* _REQUIRED TASK_: Copy out the material below, changing each "no space after it" to "without a space after it" and keeping everything else the same.

○ ○ ○ ○ ○

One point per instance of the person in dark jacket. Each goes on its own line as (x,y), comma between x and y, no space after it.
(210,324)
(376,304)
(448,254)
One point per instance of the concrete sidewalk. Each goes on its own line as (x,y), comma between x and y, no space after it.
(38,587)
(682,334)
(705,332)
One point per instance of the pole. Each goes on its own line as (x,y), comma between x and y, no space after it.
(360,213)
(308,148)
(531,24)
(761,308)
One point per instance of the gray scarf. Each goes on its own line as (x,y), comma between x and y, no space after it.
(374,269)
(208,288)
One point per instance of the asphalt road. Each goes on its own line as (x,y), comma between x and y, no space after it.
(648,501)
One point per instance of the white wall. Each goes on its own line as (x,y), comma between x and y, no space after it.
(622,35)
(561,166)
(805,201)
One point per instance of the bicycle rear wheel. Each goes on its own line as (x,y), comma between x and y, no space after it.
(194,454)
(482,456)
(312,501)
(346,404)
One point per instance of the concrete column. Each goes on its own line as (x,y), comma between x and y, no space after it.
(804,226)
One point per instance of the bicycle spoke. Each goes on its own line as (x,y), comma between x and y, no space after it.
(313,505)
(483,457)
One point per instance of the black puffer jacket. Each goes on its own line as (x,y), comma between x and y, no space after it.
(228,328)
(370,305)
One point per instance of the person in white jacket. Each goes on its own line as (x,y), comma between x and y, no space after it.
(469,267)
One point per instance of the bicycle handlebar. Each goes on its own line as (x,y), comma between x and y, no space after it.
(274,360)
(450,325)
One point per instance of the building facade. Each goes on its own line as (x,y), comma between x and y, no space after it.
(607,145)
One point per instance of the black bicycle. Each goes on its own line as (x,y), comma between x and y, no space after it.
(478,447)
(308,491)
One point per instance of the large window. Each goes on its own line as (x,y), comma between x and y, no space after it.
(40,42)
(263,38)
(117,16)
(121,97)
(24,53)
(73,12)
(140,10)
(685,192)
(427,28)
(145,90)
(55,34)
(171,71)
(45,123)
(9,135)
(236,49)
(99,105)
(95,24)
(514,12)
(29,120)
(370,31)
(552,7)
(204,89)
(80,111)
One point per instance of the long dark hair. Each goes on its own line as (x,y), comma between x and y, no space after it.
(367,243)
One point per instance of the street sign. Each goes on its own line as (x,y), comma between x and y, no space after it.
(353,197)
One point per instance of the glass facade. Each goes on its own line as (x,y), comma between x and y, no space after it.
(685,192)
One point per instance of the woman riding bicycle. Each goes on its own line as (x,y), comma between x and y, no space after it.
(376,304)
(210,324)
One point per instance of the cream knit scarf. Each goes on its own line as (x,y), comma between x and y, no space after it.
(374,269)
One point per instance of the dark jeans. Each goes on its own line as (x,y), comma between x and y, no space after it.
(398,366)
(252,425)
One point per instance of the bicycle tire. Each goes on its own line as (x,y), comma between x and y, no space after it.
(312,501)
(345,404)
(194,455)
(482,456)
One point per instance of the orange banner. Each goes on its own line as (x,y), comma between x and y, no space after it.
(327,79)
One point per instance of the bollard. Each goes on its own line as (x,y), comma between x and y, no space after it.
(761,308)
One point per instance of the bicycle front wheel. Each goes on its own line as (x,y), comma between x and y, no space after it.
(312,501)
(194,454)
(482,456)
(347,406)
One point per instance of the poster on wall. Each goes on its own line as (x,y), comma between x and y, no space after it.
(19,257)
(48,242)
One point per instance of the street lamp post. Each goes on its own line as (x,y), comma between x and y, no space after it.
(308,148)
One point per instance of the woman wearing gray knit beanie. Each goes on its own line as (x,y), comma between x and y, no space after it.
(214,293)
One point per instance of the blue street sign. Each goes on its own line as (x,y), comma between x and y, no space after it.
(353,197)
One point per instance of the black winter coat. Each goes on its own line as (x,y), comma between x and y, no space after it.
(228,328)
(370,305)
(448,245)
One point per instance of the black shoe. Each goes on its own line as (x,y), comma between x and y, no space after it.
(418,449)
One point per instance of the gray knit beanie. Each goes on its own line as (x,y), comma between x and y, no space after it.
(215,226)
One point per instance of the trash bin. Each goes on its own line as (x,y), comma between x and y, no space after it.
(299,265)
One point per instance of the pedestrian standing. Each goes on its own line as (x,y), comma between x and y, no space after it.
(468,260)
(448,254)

○ ○ ○ ○ ○

* _ANSWER BELOW_:
One point per instance of the person in dark jacket. Each goes on its own line as (x,y), comma between x and y, without a space after it.
(210,324)
(376,304)
(448,254)
One point per instance of the concrete sidewalk. Each goes on its own line as (x,y), comma between x and y, without a space after it.
(38,587)
(682,334)
(705,332)
One point per instance of the pole. Each goes on its own line as (x,y), comma between x and y, without a space after it.
(360,213)
(308,148)
(531,24)
(761,308)
One point per instance of the gray scarf. Each goes on its own line as (x,y), comma between x and y, without a space after it.
(374,269)
(208,288)
One point per instance of the asphalt road. Each goes on its own line as (x,y), comma between x and y, without a space after it.
(648,501)
One point per instance of the white wall. Each goes on its own line as (x,y), comma between x and y, without a space after it.
(622,35)
(561,166)
(805,201)
One point per instance of the bicycle rear wheel. Each goes on its own line as (x,y), comma between x and y, without a space after it.
(194,454)
(482,456)
(312,501)
(346,404)
One point per instance of the concrete column. Each goes on its own line as (x,y), comma between x and y, without a space after it.
(804,226)
One point per instance of the bicycle spoke. Each goes on its own line as (x,y), comma between x and y, without a space after it.
(313,505)
(483,457)
One point per instance of the black puffer jacket. Each goes on its own line as (x,y), comma between x and y, without a space after it.
(228,328)
(370,305)
One point per instance of the person in white jacket. Each goes on its own line as (x,y), comma between x and y, without a space after it.
(469,267)
One point per instance of the bicycle handlebar. Each goes on its own line as (x,y), comma between x and y, without a space after it.
(274,360)
(450,325)
One point per instance of the building facade. Each goes on its own line as (x,y), comma between x and y, without a space after it.
(607,145)
One point per instance of the black bicycle. Each goes on its own line as (x,y), comma between x and y, without a space after it.
(478,447)
(308,491)
One point per instance of the large window. Each goes on its own line as (x,y), comma between x and y, without a space after it.
(40,42)
(263,38)
(117,16)
(121,97)
(24,53)
(73,12)
(140,10)
(685,192)
(427,28)
(145,90)
(55,34)
(171,71)
(45,123)
(9,135)
(236,49)
(99,105)
(95,24)
(514,12)
(29,120)
(370,31)
(552,7)
(204,89)
(80,111)
One point per instance of the long dark hair. Each goes on its own line as (x,y), comma between x and y, without a space after it.
(367,243)
One point per instance of the street sign. Each goes on its own line as (x,y), comma between x and y, without a space after it.
(353,197)
One point per instance of the glass facade. Each goes on its own line as (x,y), comma between x and y, without a space after it.
(685,192)
One point per instance of the woman riding bicycle. Each goes on its own line as (x,y), comma between x and y, without a space after it.
(376,304)
(210,324)
One point per instance of the cream knit scarf. Each goes on its own line as (x,y), comma between x and y, without a space after it.
(374,269)
One point per instance of the dark jeans. Each goes on its own line as (x,y), comma between x and y, without a space after it.
(398,366)
(252,425)
One point per instance of the bicycle tire. Each goes on its own line as (x,y), comma between x and y, without a space after it.
(312,501)
(345,404)
(194,455)
(482,456)
One point per instance of the orange banner. Each goes on its own line as (x,y), comma between x and y, without a space after it.
(327,79)
One point per instance of the bollard. Each goes on its own line as (x,y), comma between x and y, without a space after it.
(761,308)
One point per instance of the bicycle front wheel. Each goes on its own line as (x,y), comma between x and y, without a space after it.
(312,501)
(194,454)
(482,456)
(347,406)
One point per instance of the poster on wall. Each goes on its own line as (x,y), comma between x and y, without a space after it.
(19,257)
(48,242)
One point per instance of the street lamp post. Each goes on its own line as (x,y), comma between x and y, without a space after it.
(308,148)
One point per instance of the woman wearing gray knit beanie. Each goes on its own line as (x,y), comma between x and y, without a space after it.
(214,293)
One point per instance of the blue street sign. Each goes on its own line as (x,y), comma between x and y, without a space after it.
(353,197)
One point per instance of the black winter coat. Each goes on its own line as (x,y), comma between x and y, without a space after it.
(228,328)
(370,305)
(448,245)
One point per instance of the black shoe. Each goes on its own line as (x,y), comma between x and y, without a space after it.
(418,449)
One point per instance of the gray knit beanie. Each goes on its own line as (x,y), comma between x and y, without a space after it.
(215,226)
One point per instance of the trash bin. Each goes on its own line as (x,y), comma between x and y, without a space after it.
(299,265)
One point per instance of the pedestrian standing. Each goes on its own line as (x,y), comma between x and y, without a space after it.
(468,260)
(448,254)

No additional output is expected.